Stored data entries
........
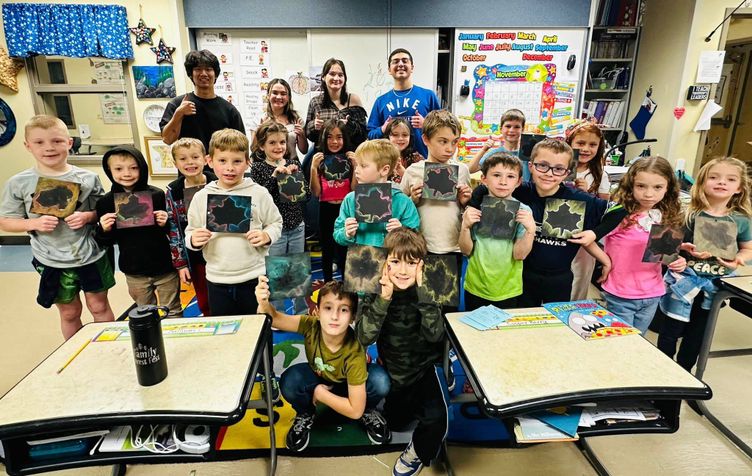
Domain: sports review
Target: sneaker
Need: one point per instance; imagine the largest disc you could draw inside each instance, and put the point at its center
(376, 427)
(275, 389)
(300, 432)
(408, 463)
........
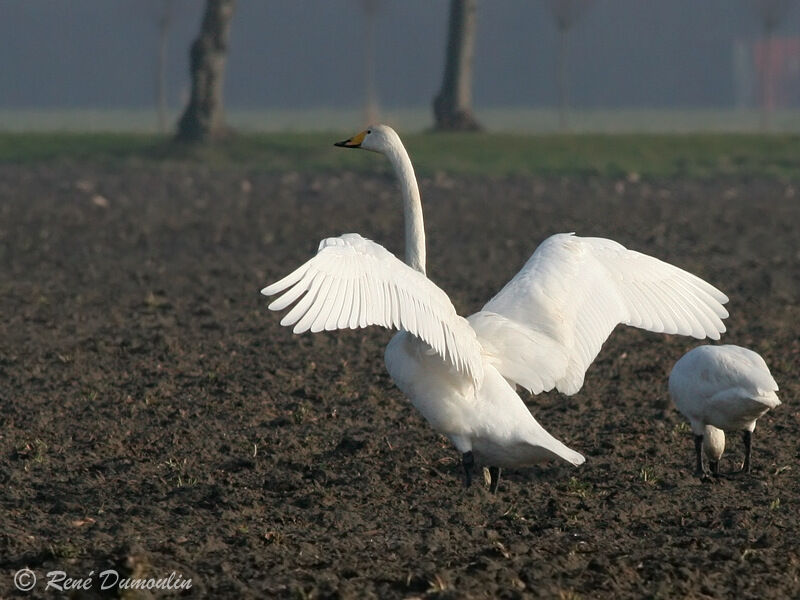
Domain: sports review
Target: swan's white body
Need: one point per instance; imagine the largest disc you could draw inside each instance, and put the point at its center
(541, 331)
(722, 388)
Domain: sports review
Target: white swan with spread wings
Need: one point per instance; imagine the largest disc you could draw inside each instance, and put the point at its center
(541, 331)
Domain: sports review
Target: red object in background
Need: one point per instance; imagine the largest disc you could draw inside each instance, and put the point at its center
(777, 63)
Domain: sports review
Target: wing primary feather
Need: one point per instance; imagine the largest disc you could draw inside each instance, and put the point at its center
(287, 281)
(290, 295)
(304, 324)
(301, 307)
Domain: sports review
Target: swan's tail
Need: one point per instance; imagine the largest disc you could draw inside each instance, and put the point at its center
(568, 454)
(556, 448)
........
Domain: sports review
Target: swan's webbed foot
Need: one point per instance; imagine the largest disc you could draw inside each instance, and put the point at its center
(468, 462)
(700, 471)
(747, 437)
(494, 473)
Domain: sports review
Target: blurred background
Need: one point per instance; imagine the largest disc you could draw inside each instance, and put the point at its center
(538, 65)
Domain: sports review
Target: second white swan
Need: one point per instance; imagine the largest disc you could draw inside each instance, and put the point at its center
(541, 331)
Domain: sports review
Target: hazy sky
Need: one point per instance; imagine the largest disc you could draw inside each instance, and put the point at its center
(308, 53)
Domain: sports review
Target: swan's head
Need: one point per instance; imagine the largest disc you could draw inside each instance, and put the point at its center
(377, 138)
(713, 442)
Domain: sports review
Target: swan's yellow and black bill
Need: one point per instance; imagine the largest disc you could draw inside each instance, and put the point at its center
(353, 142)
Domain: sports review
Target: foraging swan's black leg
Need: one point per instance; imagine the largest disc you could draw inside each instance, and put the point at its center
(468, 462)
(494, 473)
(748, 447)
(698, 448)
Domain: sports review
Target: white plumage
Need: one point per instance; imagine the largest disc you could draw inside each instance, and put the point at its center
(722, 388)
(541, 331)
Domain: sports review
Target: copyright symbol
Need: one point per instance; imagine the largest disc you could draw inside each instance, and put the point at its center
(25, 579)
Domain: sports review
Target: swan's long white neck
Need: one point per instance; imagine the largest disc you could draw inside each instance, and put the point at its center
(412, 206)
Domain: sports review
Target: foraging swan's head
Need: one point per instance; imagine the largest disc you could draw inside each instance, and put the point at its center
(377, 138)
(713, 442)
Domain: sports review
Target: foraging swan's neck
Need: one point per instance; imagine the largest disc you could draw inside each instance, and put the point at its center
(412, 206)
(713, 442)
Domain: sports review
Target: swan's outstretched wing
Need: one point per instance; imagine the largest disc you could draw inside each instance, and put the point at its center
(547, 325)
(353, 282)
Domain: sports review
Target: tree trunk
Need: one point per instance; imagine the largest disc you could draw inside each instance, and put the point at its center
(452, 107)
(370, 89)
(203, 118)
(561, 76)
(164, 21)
........
The task
Your task is to copy each line of the data above that holds "background".

Solution for this exercise
Target: red object in background
Target: blurred background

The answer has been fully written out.